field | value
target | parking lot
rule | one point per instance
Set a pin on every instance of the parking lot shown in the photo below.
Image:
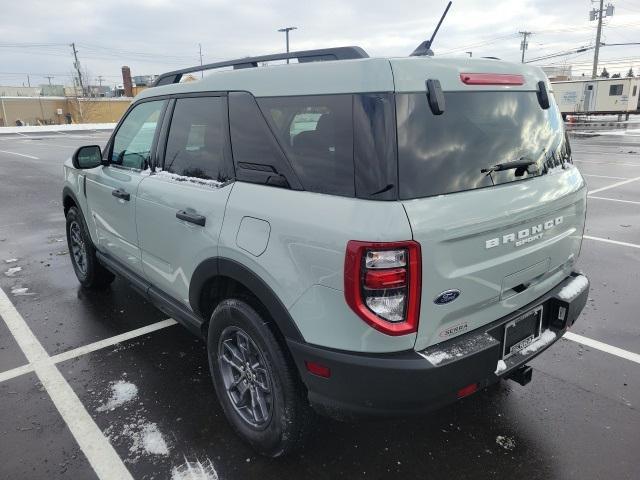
(64, 352)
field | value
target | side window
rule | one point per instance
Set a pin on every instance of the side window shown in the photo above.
(133, 140)
(316, 133)
(615, 90)
(197, 141)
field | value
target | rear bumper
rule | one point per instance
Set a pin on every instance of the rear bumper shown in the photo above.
(408, 382)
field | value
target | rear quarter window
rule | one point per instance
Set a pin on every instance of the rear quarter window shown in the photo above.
(316, 133)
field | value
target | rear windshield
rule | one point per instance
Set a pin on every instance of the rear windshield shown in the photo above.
(439, 154)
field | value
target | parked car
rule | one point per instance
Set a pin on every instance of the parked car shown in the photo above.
(363, 236)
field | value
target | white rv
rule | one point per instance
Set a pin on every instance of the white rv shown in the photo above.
(602, 95)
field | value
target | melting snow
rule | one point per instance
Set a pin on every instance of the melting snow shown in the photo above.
(545, 339)
(573, 288)
(181, 178)
(20, 291)
(507, 443)
(194, 471)
(12, 271)
(121, 393)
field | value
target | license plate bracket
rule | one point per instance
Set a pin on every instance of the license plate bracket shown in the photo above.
(521, 332)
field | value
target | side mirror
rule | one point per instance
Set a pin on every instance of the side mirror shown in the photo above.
(89, 156)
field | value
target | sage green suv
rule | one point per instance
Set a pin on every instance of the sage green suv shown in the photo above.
(350, 235)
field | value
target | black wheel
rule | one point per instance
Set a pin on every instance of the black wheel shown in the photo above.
(257, 385)
(83, 254)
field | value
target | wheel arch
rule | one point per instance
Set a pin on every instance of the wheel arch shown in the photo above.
(214, 275)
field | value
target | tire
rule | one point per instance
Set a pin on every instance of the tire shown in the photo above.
(279, 428)
(85, 263)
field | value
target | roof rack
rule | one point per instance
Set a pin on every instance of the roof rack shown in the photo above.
(304, 56)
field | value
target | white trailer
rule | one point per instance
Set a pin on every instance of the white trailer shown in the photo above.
(599, 96)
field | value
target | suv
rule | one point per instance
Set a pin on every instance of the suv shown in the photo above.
(364, 236)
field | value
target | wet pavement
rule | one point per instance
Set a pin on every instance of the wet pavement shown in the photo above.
(578, 418)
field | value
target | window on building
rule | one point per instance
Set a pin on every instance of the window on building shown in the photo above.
(615, 90)
(197, 142)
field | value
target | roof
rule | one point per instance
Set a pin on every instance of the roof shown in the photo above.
(365, 75)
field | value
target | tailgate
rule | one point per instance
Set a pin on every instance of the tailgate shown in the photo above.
(500, 247)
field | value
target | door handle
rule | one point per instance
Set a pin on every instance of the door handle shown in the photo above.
(191, 217)
(119, 193)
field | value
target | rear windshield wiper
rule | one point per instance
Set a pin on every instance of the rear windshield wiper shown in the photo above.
(521, 164)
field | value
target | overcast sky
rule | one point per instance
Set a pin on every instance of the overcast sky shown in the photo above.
(152, 36)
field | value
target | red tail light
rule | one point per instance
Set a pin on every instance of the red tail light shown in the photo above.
(491, 79)
(382, 284)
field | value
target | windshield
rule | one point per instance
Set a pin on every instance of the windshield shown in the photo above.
(440, 154)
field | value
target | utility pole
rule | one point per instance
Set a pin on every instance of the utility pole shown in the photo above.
(599, 14)
(524, 45)
(286, 31)
(76, 65)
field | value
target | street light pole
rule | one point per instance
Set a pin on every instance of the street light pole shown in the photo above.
(286, 31)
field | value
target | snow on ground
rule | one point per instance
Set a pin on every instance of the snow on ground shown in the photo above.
(573, 288)
(121, 393)
(21, 291)
(507, 443)
(12, 271)
(194, 471)
(545, 339)
(58, 128)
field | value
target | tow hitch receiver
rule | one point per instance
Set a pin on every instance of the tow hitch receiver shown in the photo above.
(522, 375)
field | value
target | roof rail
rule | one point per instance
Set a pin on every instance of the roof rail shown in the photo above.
(304, 56)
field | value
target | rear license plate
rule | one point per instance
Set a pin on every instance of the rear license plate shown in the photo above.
(521, 332)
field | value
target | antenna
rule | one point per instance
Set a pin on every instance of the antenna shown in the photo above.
(424, 49)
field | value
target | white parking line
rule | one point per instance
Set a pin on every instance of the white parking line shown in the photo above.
(20, 154)
(614, 185)
(615, 242)
(604, 176)
(107, 342)
(614, 200)
(99, 452)
(589, 342)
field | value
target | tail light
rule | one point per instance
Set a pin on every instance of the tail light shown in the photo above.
(382, 284)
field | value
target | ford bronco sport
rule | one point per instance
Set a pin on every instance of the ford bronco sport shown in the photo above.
(364, 236)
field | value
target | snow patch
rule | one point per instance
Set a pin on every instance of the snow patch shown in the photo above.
(195, 471)
(121, 393)
(21, 291)
(12, 271)
(173, 177)
(573, 288)
(545, 339)
(437, 357)
(507, 443)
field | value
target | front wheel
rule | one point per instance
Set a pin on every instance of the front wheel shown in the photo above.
(85, 263)
(257, 385)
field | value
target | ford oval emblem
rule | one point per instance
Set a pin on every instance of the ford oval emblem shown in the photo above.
————————
## Activity
Hand back all the entries exactly, leaving out the pictures.

## Exercise result
field | value
target | parking lot
rule | one point per instance
Set a pin on every instance of the parking lot shown in the photo below.
Image:
(64, 352)
field | value
target | side window
rule | one point per instance
Set a pin on every instance of the side window shown in the photo above.
(133, 140)
(316, 133)
(615, 90)
(197, 141)
field | value
target | rear bumper
rule | one point per instance
Set a pin on every instance of the rear bumper shown in the photo above.
(408, 382)
field | value
target | rear quarter window
rule | one point per instance
Set a pin on every instance of the rear quarter window shown in the photo above.
(316, 133)
field | value
target | rear windshield
rule | one point per instance
Set a pin on every instance of the rear windshield shown in the photo above.
(439, 154)
field | value
target | parked car
rule | one point per instance
Set a pin on every instance of the parked car shown in the photo above.
(363, 236)
field | value
target | white rv
rule | one point per instance
Set a pin on every instance of the white rv shown in the photo above.
(602, 95)
field | value
target | melting snow
rule | one point per instance
Set a pin on every instance of the melting snow shown in the photo above.
(545, 339)
(573, 288)
(181, 178)
(20, 291)
(507, 443)
(194, 471)
(12, 271)
(121, 393)
field | value
target | license plate bracket
rule | one point per instance
Set a pin on every instance of the license plate bracket shown in the photo above.
(521, 332)
field | value
target | side mirror
rule | one point per instance
Set a pin on every instance of the side mirror shown in the photo above.
(89, 156)
field | value
target | sage green suv
rule | one point per instance
Set a pin on every instance of the sage green suv shown in the photo above.
(350, 235)
field | value
target | black wheel
rule | one point per instance
Set a pin on every instance of the black wheel shown in the photo above.
(257, 385)
(83, 254)
field | value
target | wheel arch
rule | one point per instance
Set a pin on every instance of the wheel arch shown in the photo above.
(214, 275)
field | value
target | tire
rule | one point per instance
Set a pin on every instance of the tire shown in the photo above.
(279, 428)
(85, 263)
field | value
target | roof rack
rule | one point per instance
Set a pin on every instance of the roof rack shown in the photo above.
(304, 56)
field | value
target | white trailer
rule | one point per instance
Set a pin on every instance of the white trailer shown in the photo above.
(599, 96)
field | value
target | suv
rule | one point per instance
Set a pin on every instance of the suv shown in the photo above.
(364, 236)
field | value
target | wet pavement
rule | one point per instance
Set a pin on every instance of the wet pavement shown in the photo above.
(578, 418)
field | value
target | window on building
rule | one point per instance
Set a pin on every instance of the window on building shown in the photo above.
(615, 90)
(197, 142)
field | value
target | roof
rule | one point per instance
Set a pin on every instance of the roof shown in the photo above.
(365, 75)
field | value
target | tailgate
rule | one point per instance
Set a pin on every instance of the tailgate shown in the photo above.
(500, 247)
field | value
target | door handle
rule | one point per instance
Set a pin on every instance of the door handle shown in the photo above.
(191, 217)
(119, 193)
field | value
target | rear windshield wiper
rule | one point per instance
Set a pin on every instance of the rear windshield wiper shown in the photo above.
(521, 164)
field | value
target | overcast sky
rule | one point per instance
Set a pin on every instance of the overcast sky shown in the photo above.
(152, 36)
field | value
target | red tail light
rule | one point per instance
Set a pin on every instance of the red tail light shown in the photo above.
(491, 79)
(382, 284)
field | value
target | windshield
rule | one point per instance
Set a pin on every instance of the windshield shown in the photo above.
(440, 154)
field | value
target | utility pole
rule | one point per instance
Set a pin on every instance of the utility pole shown in the photo above.
(599, 14)
(524, 45)
(286, 31)
(76, 65)
field | value
target | street light pole
rule | one point per instance
Set a pin on every instance of the street light pole shown in the photo above.
(286, 31)
field | value
target | snow on ground
rule | one point per instance
Set a pin on every instance of the snow on ground shown in the photo above.
(573, 288)
(121, 393)
(21, 291)
(507, 443)
(12, 271)
(194, 471)
(545, 339)
(58, 128)
field | value
target | tow hitch receiver
rule | one point per instance
Set a pin on every instance of the tow hitch receiver shown in the photo above.
(522, 375)
field | value
target | roof rail
rule | one point per instance
Set a pin on every instance of the roof rail shown in the photo above.
(304, 56)
field | value
target | rear license plate
rule | one point per instance
Set a pin on every instance of the rear license plate shown in the photo above.
(521, 332)
field | value
target | antenna
rule | one point per instance
Set a pin on every instance of the antenna shown in the photo above.
(424, 49)
field | value
target | white parking line
rule | one point per instance
Set a pin on every instance of the white parking line shown in the photo above.
(20, 154)
(614, 185)
(615, 242)
(604, 176)
(107, 342)
(614, 200)
(99, 452)
(589, 342)
field | value
target | tail light
rule | one point per instance
Set a pin on every instance of the tail light shown in the photo above.
(382, 284)
field | value
target | ford bronco sport
rule | one point per instance
Set a pin on every instance of the ford bronco sport shown in the photo above.
(364, 236)
field | value
target | snow patch
rule | one point per instance
Set a pin on every instance of the snow patch shown in the photo above.
(195, 471)
(121, 393)
(21, 291)
(12, 271)
(173, 177)
(573, 288)
(545, 339)
(437, 357)
(507, 443)
field | value
target | front wheel
rule | one point per instance
Set a pin on every instance of the front wheel shown in the photo above.
(85, 263)
(257, 385)
field | value
target | ford oval emblem
rule | one point per instance
Set a pin on every instance of the ford oval emblem shown in the photo above.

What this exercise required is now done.